### Given records
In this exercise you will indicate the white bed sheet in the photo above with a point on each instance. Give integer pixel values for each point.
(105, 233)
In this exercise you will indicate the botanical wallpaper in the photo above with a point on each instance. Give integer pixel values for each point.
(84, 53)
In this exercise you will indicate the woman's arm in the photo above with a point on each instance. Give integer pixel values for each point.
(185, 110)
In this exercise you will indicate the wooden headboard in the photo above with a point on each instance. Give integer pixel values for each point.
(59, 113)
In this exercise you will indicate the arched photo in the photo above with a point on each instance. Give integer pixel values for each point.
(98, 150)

--

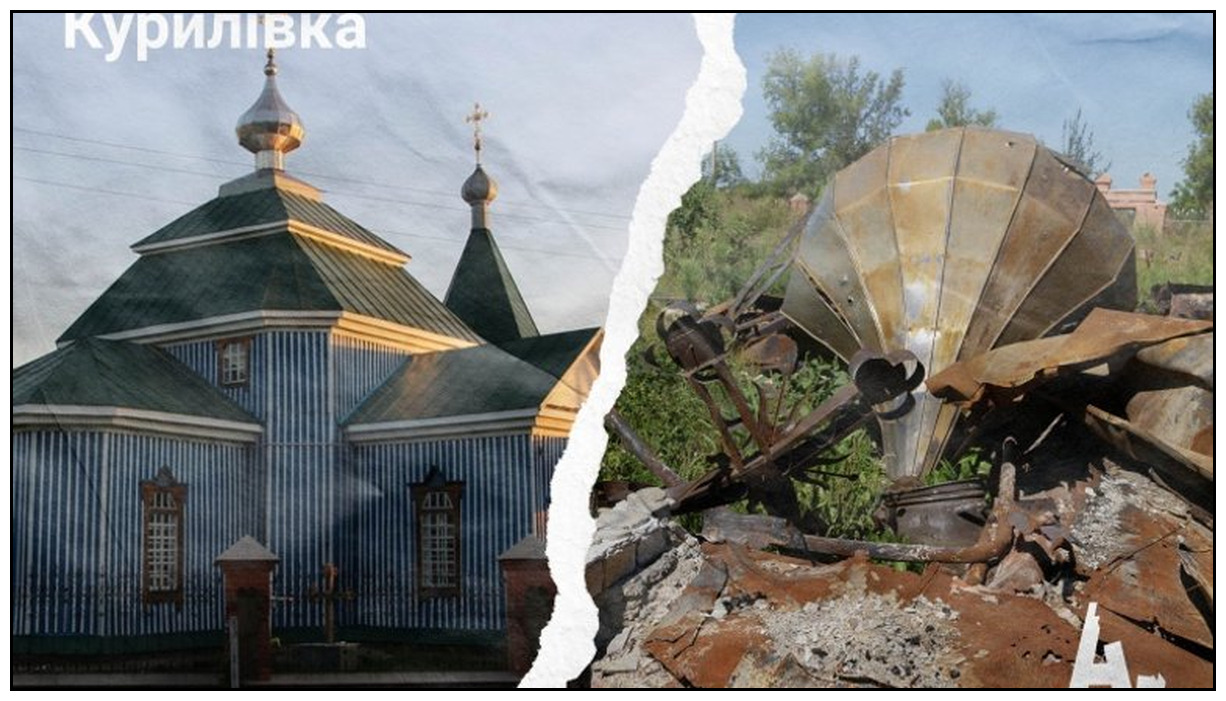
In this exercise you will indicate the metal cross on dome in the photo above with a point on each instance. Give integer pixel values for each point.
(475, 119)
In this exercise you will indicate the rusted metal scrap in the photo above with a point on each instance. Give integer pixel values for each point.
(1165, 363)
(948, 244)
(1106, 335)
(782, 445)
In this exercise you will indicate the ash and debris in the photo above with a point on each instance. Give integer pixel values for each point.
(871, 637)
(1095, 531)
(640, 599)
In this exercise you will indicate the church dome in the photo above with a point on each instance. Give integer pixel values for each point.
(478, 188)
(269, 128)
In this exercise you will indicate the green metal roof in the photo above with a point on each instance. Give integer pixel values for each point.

* * *

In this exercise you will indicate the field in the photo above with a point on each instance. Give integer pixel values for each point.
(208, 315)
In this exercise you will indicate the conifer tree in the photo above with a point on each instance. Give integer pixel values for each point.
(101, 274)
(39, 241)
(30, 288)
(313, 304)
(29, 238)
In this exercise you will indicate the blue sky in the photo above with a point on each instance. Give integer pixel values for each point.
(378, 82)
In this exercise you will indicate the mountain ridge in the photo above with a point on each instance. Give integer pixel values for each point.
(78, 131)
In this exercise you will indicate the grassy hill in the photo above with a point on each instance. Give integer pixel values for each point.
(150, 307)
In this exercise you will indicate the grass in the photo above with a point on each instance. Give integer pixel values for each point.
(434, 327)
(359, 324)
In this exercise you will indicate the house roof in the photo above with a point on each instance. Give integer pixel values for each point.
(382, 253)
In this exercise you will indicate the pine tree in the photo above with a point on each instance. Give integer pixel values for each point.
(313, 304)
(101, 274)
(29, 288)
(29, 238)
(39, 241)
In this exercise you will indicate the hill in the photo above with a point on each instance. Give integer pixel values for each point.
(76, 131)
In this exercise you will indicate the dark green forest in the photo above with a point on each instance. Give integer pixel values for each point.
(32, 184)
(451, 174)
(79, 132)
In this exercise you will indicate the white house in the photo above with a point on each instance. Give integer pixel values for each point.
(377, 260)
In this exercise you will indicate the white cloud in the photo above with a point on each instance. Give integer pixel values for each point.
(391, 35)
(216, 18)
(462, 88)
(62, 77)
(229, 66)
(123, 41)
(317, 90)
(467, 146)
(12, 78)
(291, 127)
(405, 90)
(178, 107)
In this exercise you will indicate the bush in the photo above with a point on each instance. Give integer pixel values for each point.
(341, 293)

### Exercise
Show, copied in full, each line of the material above that contains the word "roof". Case matters.

### Solution
In this exercise you will indicate the green metal roof in the photo above with a point on each instance. Give integer pixel values for each point.
In this exercise you will indicate the house roof in the photo above with a point on each instance. Give integer pixel values for each point.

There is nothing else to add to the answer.